### ARTICLE
········
I'd love to see more stuff like this. Historically, I've told my Calc II students that infinite series are a completely different beast from improper integrals, but have never been able to give great examples beyond the Basel problem. On the flip side, since I haven't worked with exact values of non-power series I am not familiar with many techniques beyond Parseval's theorem for computing actual values. Even that method I avoid using because it's still not my field.
I'm sorry, but how is x^k(1-x^k) = (x(1-x))^k ?
Notice that also
It's a mistake in the video. The correct equation is x^k*(1-x)^k (see min 2:47) and it is obviously equal to (x(1-x))^k.
He's terribly sorry about that
Indeed I am
I stick to this channel because the math is so amazing.
finally the erf is coming home
If only the English could say something about like that about a mojor trophy 😭
Very interesting infinite series. Thank you for you innovative solution.
sqrt(pisqrt(e)) is quite the mouthful 😂 great video
First, we convert the series into a function
f(x)=Σn!/(2n+1)!x^(2n+1)
Our goal is to find the function. We can use a differential equation to do this
f'(x)=Σn!/(2n)!x^(2n)
f''(x)=Σn!/(2n-1)x^(2n-1)
After performing simple calculations, we arrive at the following differential equation
2y''-xy'-y=0
It is a linear ordinary differential equation with non-constant coefficients
d/dx(2y'-xy)=0
which can be easily solved
2y'-xy=a
I think everyone can solve this differential equation
y=e^(x²/4)(a/2*√π*erf(x/2)+b)
········
### SOURCE MATERIAL

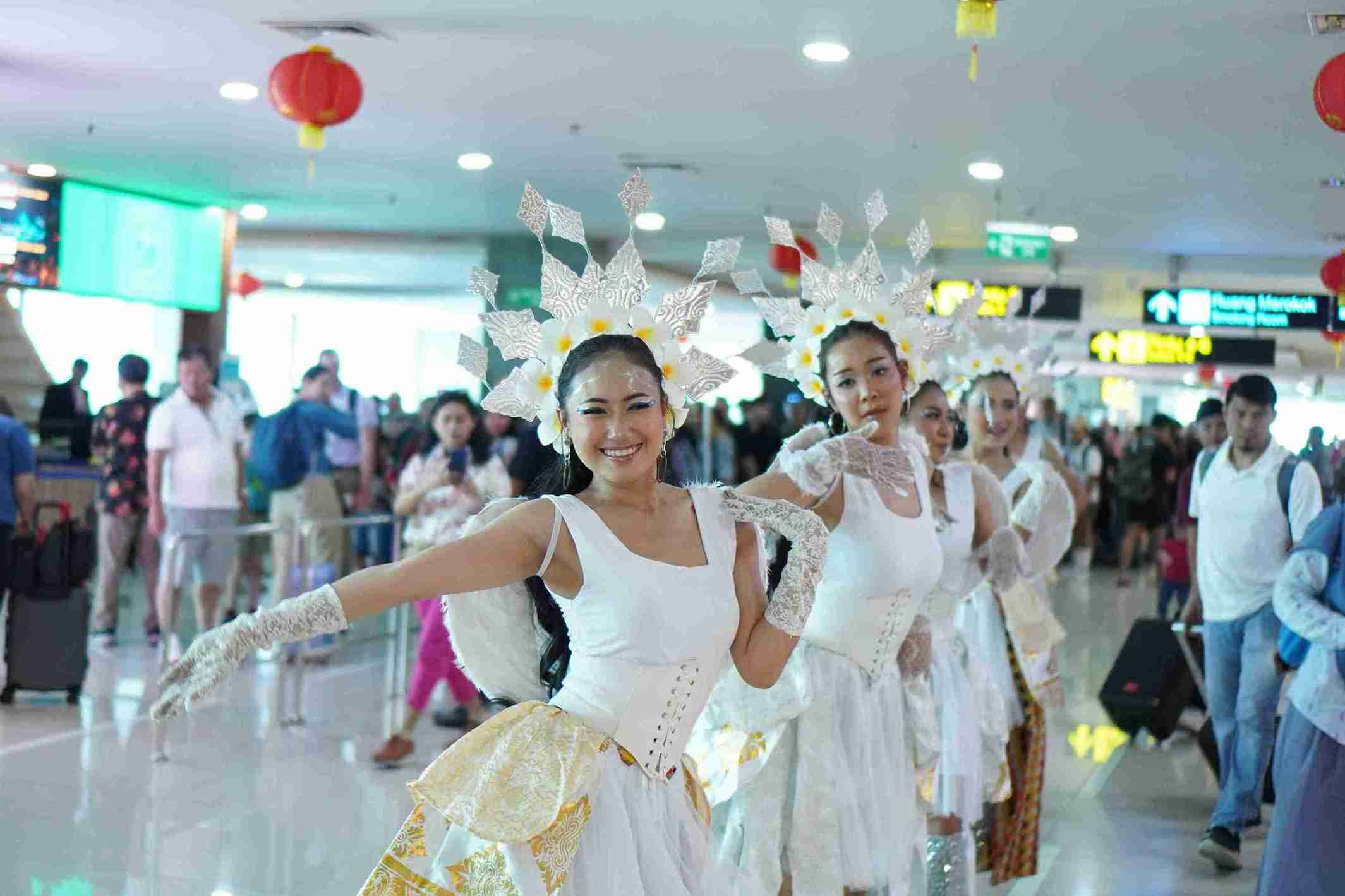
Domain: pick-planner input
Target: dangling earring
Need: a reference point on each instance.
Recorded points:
········
### TASK 1
List every differential equation in y that the series discussion writes out in its derivation.
### TASK 2
Write the next part of the series discussion after its general solution for y.
The material plays no part in the work here.

### WRITTEN RESPONSE 1
2y''-xy'-y=0
d/dx(2y'-xy)=0
2y'-xy=a

### WRITTEN RESPONSE 2
Well, we can easily determine the unknown coefficients
a=2 and b=0
y=f(x)=√π*e^(x²/4)(erf(x/2))
Σn!/(2n+1)!x^(2n+1)=√π*e^(x²/4)(erf(x/2))
as a result
Σn!/(2n+1)!=√(π√e)*erf(1/2)
Love ur vids man ❤
At 3:16 did I miss something? Isn't the integrand supposed to be x^k*(1-x)^k ... not x^k*(1-x^k)?
Whoops ... saw this many times in previous comments 🙂
But at 3:30 a reverse mistake which makes all well 🙂
Nice result❤
sums are just budget integrals
nice vid
3:30 is that incorrect? Should be (x^k)*(1-x^k) = x^k - x^(2k); not (x-x^2)^k
Fr bro im looking at it like am I retarded or whats this
He mistakenly put power on just k while it should have been on whole (1-x)
there is a mistake in the previous step while writing k in the power , remaining all steps are correct
You guys are right, I missed the previous mistake/typo.
Genial
❤
This wasnt the hardest one its all basic properties of integral and gamma functions😊😊
It's 1.18459307294.....